--- START ---

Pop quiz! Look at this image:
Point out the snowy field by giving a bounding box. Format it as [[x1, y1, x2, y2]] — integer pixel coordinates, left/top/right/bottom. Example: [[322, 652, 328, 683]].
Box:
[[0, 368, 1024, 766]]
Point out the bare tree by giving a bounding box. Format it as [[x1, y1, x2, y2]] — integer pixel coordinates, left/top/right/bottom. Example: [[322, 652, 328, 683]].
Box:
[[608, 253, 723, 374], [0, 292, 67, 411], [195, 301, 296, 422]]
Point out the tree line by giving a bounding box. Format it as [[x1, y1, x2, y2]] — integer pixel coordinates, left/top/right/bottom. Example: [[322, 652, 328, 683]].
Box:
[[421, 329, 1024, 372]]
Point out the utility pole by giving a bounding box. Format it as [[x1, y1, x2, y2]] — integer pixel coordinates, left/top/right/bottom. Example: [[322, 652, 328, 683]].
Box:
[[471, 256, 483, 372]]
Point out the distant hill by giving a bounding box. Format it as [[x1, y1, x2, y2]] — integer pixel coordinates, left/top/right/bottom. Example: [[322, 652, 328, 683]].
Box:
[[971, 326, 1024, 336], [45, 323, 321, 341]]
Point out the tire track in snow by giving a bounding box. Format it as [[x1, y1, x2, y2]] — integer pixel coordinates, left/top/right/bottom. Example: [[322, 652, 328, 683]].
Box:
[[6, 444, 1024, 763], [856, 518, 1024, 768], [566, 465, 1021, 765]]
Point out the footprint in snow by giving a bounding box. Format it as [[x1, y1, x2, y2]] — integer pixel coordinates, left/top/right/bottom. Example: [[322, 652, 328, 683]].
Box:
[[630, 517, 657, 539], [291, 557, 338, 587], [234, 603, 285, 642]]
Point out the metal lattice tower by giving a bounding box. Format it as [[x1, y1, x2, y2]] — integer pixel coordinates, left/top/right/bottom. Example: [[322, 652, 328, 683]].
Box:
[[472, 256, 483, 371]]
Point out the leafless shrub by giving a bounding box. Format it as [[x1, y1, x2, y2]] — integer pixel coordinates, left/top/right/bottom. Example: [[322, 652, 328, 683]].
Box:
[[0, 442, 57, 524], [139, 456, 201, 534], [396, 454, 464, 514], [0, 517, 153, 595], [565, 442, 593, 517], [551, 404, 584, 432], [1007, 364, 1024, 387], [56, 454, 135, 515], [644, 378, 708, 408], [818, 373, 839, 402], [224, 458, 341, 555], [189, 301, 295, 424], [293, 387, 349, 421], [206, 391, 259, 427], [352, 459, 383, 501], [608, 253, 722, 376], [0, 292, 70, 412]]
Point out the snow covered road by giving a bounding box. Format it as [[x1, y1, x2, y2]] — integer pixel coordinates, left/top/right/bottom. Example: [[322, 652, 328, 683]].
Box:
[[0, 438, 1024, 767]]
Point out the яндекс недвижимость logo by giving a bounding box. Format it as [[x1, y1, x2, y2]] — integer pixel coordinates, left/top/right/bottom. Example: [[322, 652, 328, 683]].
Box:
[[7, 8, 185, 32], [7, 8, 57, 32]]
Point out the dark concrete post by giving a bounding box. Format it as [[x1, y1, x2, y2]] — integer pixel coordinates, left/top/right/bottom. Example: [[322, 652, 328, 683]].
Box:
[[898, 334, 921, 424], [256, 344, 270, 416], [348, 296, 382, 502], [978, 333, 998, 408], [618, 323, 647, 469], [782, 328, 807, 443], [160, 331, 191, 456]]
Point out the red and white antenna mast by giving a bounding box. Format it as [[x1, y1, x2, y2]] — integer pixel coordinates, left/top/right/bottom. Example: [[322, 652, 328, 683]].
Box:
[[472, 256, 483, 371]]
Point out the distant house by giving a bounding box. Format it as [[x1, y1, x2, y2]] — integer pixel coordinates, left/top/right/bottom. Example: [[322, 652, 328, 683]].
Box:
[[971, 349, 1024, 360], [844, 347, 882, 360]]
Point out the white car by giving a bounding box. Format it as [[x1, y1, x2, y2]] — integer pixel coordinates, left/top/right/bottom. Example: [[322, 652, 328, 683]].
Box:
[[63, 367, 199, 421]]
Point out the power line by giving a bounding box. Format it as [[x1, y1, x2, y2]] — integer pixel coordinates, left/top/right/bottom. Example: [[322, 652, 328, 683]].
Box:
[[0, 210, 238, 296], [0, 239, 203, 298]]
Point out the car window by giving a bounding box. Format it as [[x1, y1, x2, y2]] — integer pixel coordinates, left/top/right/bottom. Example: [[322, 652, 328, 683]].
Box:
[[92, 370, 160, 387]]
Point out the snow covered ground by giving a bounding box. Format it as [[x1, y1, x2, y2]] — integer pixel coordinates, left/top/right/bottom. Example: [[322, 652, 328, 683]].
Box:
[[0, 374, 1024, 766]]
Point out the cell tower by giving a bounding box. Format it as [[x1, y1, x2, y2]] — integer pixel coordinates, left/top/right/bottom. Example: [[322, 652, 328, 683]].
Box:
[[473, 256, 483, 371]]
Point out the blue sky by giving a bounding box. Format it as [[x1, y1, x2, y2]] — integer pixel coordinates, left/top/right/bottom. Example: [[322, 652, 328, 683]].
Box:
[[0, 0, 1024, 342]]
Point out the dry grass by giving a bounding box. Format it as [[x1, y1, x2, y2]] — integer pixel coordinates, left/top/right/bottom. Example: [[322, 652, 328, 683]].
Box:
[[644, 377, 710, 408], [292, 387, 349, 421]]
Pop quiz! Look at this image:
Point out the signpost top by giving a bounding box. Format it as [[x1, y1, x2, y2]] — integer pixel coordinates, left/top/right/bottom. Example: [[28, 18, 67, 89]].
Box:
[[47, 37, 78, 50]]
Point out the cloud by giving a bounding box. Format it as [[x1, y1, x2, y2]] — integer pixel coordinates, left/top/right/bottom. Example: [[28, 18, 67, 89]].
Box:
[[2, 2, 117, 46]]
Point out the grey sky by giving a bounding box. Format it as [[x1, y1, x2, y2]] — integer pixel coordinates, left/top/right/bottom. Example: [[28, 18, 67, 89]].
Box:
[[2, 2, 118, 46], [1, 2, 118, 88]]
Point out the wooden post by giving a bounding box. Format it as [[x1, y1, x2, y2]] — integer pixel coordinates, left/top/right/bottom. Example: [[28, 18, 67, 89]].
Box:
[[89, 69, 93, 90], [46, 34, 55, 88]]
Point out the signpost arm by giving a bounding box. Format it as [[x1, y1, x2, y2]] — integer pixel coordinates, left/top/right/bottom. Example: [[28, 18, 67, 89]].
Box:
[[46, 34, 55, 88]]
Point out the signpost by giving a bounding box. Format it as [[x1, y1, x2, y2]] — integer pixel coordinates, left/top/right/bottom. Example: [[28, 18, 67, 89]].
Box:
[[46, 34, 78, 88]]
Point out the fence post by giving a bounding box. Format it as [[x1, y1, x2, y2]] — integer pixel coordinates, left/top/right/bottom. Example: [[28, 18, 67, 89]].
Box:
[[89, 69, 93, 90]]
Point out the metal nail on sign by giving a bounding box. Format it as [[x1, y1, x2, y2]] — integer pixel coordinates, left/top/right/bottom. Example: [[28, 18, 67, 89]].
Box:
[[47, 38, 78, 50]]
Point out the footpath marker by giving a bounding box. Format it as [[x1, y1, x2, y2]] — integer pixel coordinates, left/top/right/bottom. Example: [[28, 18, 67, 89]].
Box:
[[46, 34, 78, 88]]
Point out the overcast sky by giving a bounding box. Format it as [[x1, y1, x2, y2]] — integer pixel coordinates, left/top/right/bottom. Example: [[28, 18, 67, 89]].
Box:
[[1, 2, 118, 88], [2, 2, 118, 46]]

--- END ---

GOAL. Could you copy out every row above, word for word, without changing anything?

ANSWER.
Pop quiz! Look at this image:
Point out the snowy field by giving a bounding box. Format it as [[x1, y1, x2, y2]] — integer pixel coordinates, left/top/right/bottom. Example: [[322, 652, 328, 683]].
Box:
[[0, 368, 1024, 766]]
Point out the bare tree by giving a bounding box. Format it as [[x1, y1, x2, y2]] — integer pixel coordinates, left/top/right/bottom. Example: [[322, 652, 328, 683]].
Box:
[[608, 253, 723, 374], [0, 292, 67, 411], [195, 301, 296, 422]]
Point out the tree line by giving a bounding box. Format it as [[x1, y1, x2, y2]] — integer pixel coordinates, left/top/right/bottom. Example: [[322, 652, 328, 683]].
Box:
[[421, 329, 1024, 372]]
Point out the utility pole by giving a bounding box. Format it as [[x1, y1, x2, y2]] — integer pixel coordinates, left/top/right/bottom. Example: [[322, 652, 328, 683]].
Box:
[[471, 256, 483, 372]]
Point out the distant hill by giving a bounding box. Format it as [[x1, y1, x2, y2]] — integer pixel coordinates, left/top/right/bottom. Example: [[322, 652, 328, 683]].
Box:
[[971, 326, 1024, 336], [45, 323, 321, 341]]
Point out the tire track in snow by giving a bounding box. Format it as [[x1, y1, x2, y2]] — integer pixel coordinates, left/top/right/bottom. Example: [[322, 652, 328, 683]].
Box:
[[6, 444, 1024, 763], [856, 518, 1024, 768], [566, 465, 1021, 765]]
Point out the footprint in snow by giving a bounding box. Format it as [[x1, y1, x2, y2]] — integer pixel coordinates, left/top/right/bottom. Example: [[322, 652, 328, 683]].
Box:
[[630, 517, 657, 539], [291, 557, 338, 587], [234, 603, 285, 642]]
Point out the metal lattice tower by giving a bounding box. Format it as [[x1, y1, x2, y2]] — integer pixel coordinates, left/top/right/bottom. Example: [[322, 652, 328, 683]].
Box:
[[472, 256, 483, 371]]
Point out the leafless shrub by giving a bounding box. Format it as [[x1, y1, x2, y2]] — integer pixel coordinates, left/top/right/bottom. Example: [[322, 652, 328, 683]].
Box:
[[0, 442, 57, 524], [139, 456, 201, 534], [396, 454, 464, 514], [0, 517, 153, 595], [565, 442, 593, 517], [551, 404, 584, 432], [1007, 364, 1024, 387], [56, 454, 135, 515], [644, 378, 708, 408], [818, 373, 839, 402], [224, 458, 341, 555], [189, 301, 295, 424], [293, 387, 349, 421], [206, 391, 259, 427], [352, 459, 383, 501], [608, 253, 722, 376], [0, 292, 70, 412]]
Point out the snow covered road by giving a bounding box. Format it as [[x1, y1, x2, y2]] — integer pixel coordinates, left/top/right/bottom. Example: [[322, 652, 328, 683]].
Box:
[[0, 438, 1024, 767]]
Point out the яндекс недвижимость logo by giving a bounding box. Format it as [[x1, y1, x2, y2]] — integer pixel coordinates, left/top/right/bottom. Example: [[322, 652, 328, 683]].
Box:
[[7, 8, 185, 32], [7, 8, 57, 32]]
Point out the dark concrete post by giving a bounding box. Format it as [[x1, y1, x2, y2]] — integer pixel coordinates, left/top/right/bottom. Example: [[322, 652, 328, 683]].
Box:
[[898, 334, 921, 424], [256, 344, 270, 416], [348, 296, 382, 502], [978, 333, 998, 408], [618, 323, 647, 469], [782, 328, 807, 443], [160, 331, 191, 456]]
Point out the red and white antenna mast by giving a bounding box. Format it as [[x1, y1, x2, y2]] — integer pixel coordinates, left/top/right/bottom. Example: [[322, 652, 328, 683]].
Box:
[[472, 256, 483, 371]]
Point out the distant house by giving a bounding box. Format it as [[x1, y1, x2, y2]] — integer pixel coordinates, left/top/right/bottom. Example: [[322, 652, 328, 683]].
Box:
[[971, 349, 1024, 360], [844, 347, 882, 360]]
Point out the white car by giving a bounding box. Format it as [[x1, y1, x2, y2]] — integer pixel coordinates, left/top/right/bottom. Example: [[322, 652, 328, 683]].
Box:
[[63, 367, 199, 421]]
Point out the power line by giving a bounding box. Format it as [[x1, y1, x2, y2]] — integer pixel coordinates, left/top/right/bottom. Example: [[322, 652, 328, 683]].
Box:
[[0, 210, 238, 296], [0, 239, 203, 298]]
Point out the car window by giving a bounding box. Format it as [[x1, y1, x2, y2]] — integer pixel coordinates, left/top/right/bottom. Example: [[322, 652, 328, 683]].
Box:
[[92, 370, 160, 387]]
Point out the snow covered ground by giving a bounding box. Format it as [[x1, y1, x2, y2]] — integer pixel coordinates, left/top/right/bottom. Example: [[322, 652, 328, 683]].
Box:
[[0, 374, 1024, 766]]
Point out the cell tower by giving a bounding box. Format it as [[x1, y1, x2, y2]] — integer pixel coordinates, left/top/right/bottom. Example: [[322, 652, 328, 683]].
Box:
[[473, 256, 483, 371]]
Point out the blue sky by giving a bounding box. Format it as [[x1, y1, x2, y2]] — integer pixel coordinates, left/top/right/bottom. Example: [[322, 652, 328, 683]].
Box:
[[0, 0, 1024, 342]]
Point out the dry grass by giving a bounding box. Format it as [[x1, y1, x2, y2]] — integer pixel coordinates, left/top/right/bottom. Example: [[322, 652, 328, 683]].
Box:
[[644, 377, 710, 408], [292, 387, 349, 421]]
Pop quiz! Look at this image:
Point out the signpost top by giving a bounding box. Format it as [[x1, y1, x2, y2]] — integer pixel coordinates, left/top/right/bottom. Example: [[28, 18, 67, 89]].
Box:
[[47, 37, 78, 50]]
Point out the cloud by giving a bounding box. Format it as [[x1, y1, x2, y2]] — integer pixel coordinates, left/top/right/bottom. Example: [[28, 18, 67, 89]].
Box:
[[2, 2, 117, 46]]
Point out the grey sky by giving a bounding box. Format it as [[x1, y1, x2, y2]] — integer pixel coordinates, left/top/right/bottom. Example: [[28, 18, 67, 89]].
Box:
[[2, 2, 118, 46], [1, 2, 118, 88]]
Point out the wooden post by giving a bounding box. Format it as [[x1, y1, x2, y2]] — integer pixel coordinates, left/top/right/bottom. Example: [[28, 18, 67, 89]].
Box:
[[89, 69, 93, 90], [46, 34, 55, 88]]
Point out the signpost arm by giving a bounding box. Format it as [[x1, y1, x2, y2]] — integer pixel coordinates, left/top/right/bottom. Example: [[28, 18, 67, 89]].
Box:
[[46, 34, 55, 88]]
Point out the signpost by giving a bounding box. Format it as [[x1, y1, x2, y2]] — integer pixel coordinates, left/top/right/bottom. Example: [[28, 18, 67, 89]].
Box:
[[46, 34, 78, 88]]
Point out the fence post by giving a bounding box. Format it as [[x1, y1, x2, y2]] — integer pixel coordinates, left/top/right/bottom. Example: [[28, 18, 67, 89]].
Box:
[[89, 69, 93, 90]]
Point out the metal nail on sign by giving a bounding box. Format it as [[x1, y1, x2, y2]] — integer pixel coordinates, left/top/right/bottom. Example: [[28, 18, 67, 89]].
Box:
[[47, 38, 78, 50]]
Point out the footpath marker by giving a bounding box. Format it as [[x1, y1, x2, y2]] — integer pixel coordinates, left/top/right/bottom. Example: [[28, 18, 67, 89]].
Box:
[[46, 34, 78, 88]]
Point out the overcast sky by giving a bounding box. Format it as [[x1, y1, x2, y2]] — integer pixel coordinates, left/top/right/bottom. Example: [[28, 18, 67, 89]].
Box:
[[1, 2, 118, 88], [2, 2, 118, 46]]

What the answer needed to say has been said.